Answer these questions from the passage about starting over a career.
1. What two subjects did the writer love studying at university?
2. After how many years of youth work was the writer burning out?
3. For how many years did the writer stick with freelance journalism?

Document segment:
==========

The problem, of course, is that difficulties only become more difficult when they’re not talked about, but it’s all the more difficult to talk about them when no one else is taking a risk and talking about them lest others target them for not being positive enough. North American culture, I find, is as obsessed with non-stop positivity as it is with relentless self-sufficiency, effortless perfection, and endless youth and beauty. But that’s a whole other rant.

Getting back to the many reasons one might start over, I started over as a youth worker after university because I realized that, although I loved studying anthropology and archaeology, I wasn’t as drawn to the career options as I’d thought I’d be (and wasn’t aware of some of the other options that might have been open to me).

I stumbled from there into youth work almost accidentally. It influenced the course of my life in countless ways, but after seven years I was burning out. Besides, I’d always wanted to be a writer; it had been in the back of my mind for years, but I’d always felt like I needed more life experience. After university, archaeology, travel, youth work, and marriage, I felt ready. It was time to start over again.

I set about to be a freelance journalist around the same time I started my family and stuck with it for 12 years, until our third child came along. At that point, I still wasn’t making a living—freelance gigs were already becoming scarcer and more poorly paid, and I finally had to admit it wasn’t just a personal failing and put my family first. So I started my fourth career, as the sole proprietor of a communications business, working with small nonprofits, with a long-term goal of getting back to creative nonfiction writing after the kids were older.

==========

Listed records:
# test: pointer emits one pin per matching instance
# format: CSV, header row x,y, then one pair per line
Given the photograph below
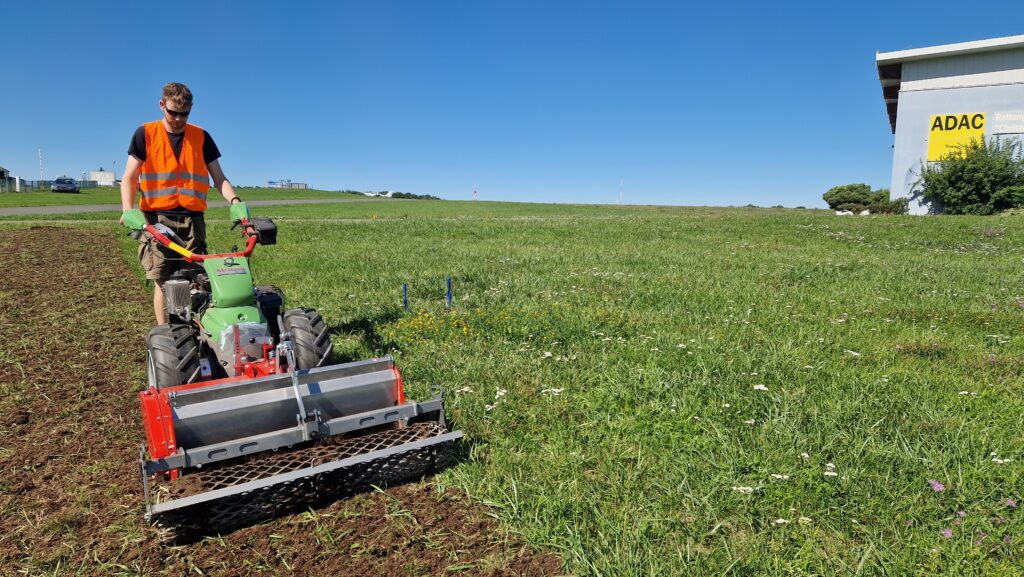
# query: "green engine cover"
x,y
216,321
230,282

==========

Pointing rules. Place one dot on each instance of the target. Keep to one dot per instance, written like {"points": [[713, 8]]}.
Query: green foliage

==========

Response to this task:
1. Anthropology and archaeology.
2. Seven years.
3. 12 years.